| 演習課題 |
**1.** EUV光源装置に関する文章によると、本発明の一形態に係る光源装置が具備するものは何か。
**2.** EUV光源装置に関する文章のうち、「一方で、EUV光源装置におい」を含む語句で始まり「X線を得ることが可能となる。」で終わる部分を、一字も変えずに書き写してください。

| 提示テキスト |

==============================

このように、軟X線領域にあるEUV光を発生させるEUV光源装置として、DPP方式(LDP方式)や、LPP方式の光源装置を使用することが可能である。
一方で、EUV光源装置において、DPP方式(LDP方式)のものは、最終的には電極間の放電によってプラズマを生成しているので、EUV原料に起因するデブリが発生しやすい。
LPP方式のものは、EUV原料である微細なスズのドロップレットをターゲットとし、それに励起用レーザ光を集光させるため、光源の構造が複雑である。また、スズのドロップレットを安定して落下・供給することが難しく、EUV光を安定して生成することが困難である。
特許文献1には、円盤状の回転体に液体状のX線発生用のターゲット原料を塗布し、当該塗布された液体状原料にエネルギービーム(レーザビーム)を照射してX線を得る方法が提案されている。この方法によれば、比較的簡易な構成で、高輝度のX線を得ることが可能となる。
特許文献1に記載の方法をEUV光源装置に適用した場合、所謂LPP方式に相当するが、液体状のEUV原料をドロップレットとして供給する必要がない。そのため、EUV原料供給が容易で、かつ、確実に液体状のEUV原料にレーザビームを照射することが可能となり、比較的簡易な構成の装置でEUV放射を得ることが可能となる。
特許第6658324号公報
特許文献1のようなLPP方式の光源装置では、エネルギービームにより液体状原料を気化させ、その気化した原料に引き続きエネルギービームを照射することで原料を加熱励起して高温プラズマが生成される。生成された高温プラズマからは、EUV光やより波長の短いX線等の放射線を取り出すことが可能である。
このように、エネルギービームによって生成されるプラズマを利用した光源装置は、例えばリソグラフィ装置や各種の検査装置の光源としての応用が期待されており、プラズマの発光効率を向上して放射線の強度を高くする技術が求められている。
以上のような事情に鑑み、本発明の目的は、エネルギービームによって生成されるプラズマの発光効率を向上することが可能な光源装置を提供することにある。
上記目的を達成するため、本発明の一形態に係る光源装置は、エネルギービームにより液体原料をプラズマ化して放射線を取り出す光源装置であって、回転体と、原料供給部と、電場印加部とを具備する。
前記回転体は、前記エネルギービームが入射する位置に配置される。
前記原料供給部は、前記液体原料を前記回転体に供給する。
前記電場印加部は、前記回転体に供給された前記液体原料とは異なる電位に設定され、前記エネルギービームの照射によりプラズマが生成されるプラズマ生成領域に電場を印加する。
この光源装置では、エネルギービームが入射する位置に配置された回転体に液体原料が供給される。この液体原料はエネルギービームの照射によりプラズマ化する。プラズマが生成されるプラズマ生成領域には、液体原料とは異なる電位に設定された電場印加部を介して電場が印加される。これによりプラズマの状態を変化させることが可能となり、エネルギービームによって生成されるプラズマの発光効率を向上することが可能となる。

==============================

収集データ
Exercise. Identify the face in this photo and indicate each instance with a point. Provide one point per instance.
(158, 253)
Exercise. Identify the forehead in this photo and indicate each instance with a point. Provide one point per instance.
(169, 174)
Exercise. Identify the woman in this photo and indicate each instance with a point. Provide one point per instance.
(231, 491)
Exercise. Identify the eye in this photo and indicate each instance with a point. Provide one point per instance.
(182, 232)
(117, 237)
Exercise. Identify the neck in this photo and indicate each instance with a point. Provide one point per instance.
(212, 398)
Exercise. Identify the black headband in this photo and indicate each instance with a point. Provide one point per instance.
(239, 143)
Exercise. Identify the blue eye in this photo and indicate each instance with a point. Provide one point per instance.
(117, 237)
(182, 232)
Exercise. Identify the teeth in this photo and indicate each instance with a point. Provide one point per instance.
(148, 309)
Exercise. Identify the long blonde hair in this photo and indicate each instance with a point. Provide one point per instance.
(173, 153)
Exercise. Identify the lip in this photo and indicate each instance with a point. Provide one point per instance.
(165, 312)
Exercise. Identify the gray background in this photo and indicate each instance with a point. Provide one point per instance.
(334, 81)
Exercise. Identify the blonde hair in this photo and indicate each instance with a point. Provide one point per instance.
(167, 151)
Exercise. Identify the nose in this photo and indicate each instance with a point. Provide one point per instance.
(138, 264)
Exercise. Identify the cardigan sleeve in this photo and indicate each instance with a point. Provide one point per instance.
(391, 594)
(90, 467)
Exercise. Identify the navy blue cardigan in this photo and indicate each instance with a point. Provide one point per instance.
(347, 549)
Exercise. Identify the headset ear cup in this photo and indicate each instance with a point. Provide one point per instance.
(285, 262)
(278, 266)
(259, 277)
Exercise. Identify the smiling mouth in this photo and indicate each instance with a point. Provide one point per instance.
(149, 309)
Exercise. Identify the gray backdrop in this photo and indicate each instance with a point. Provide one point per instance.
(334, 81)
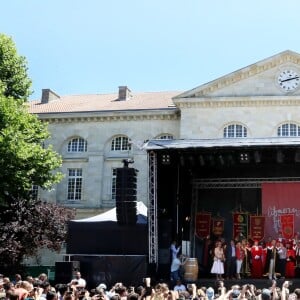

==============================

| 各課題の解答 |
**1.** 回転体、原料供給部、電場印加部の三つ。

**2.**
一方で、EUV光源装置において、DPP方式(LDP方式)のものは、最終的には電極間の放電によってプラズマを生成しているので、EUV原料に起因するデブリが発生しやすい。
LPP方式のものは、EUV原料である微細なスズのドロップレットをターゲットとし、それに励起用レーザ光を集光させるため、光源の構造が複雑である。また、スズのドロップレットを安定して落下・供給することが難しく、EUV光を安定して生成することが困難である。
特許文献1には、円盤状の回転体に液体状のX線発生用のターゲット原料を塗布し、当該塗布された液体状原料にエネルギービーム(レーザビーム)を照射してX線を得る方法が提案されている。この方法によれば、比較的簡易な構成で、高輝度のX線を得ることが可能となる。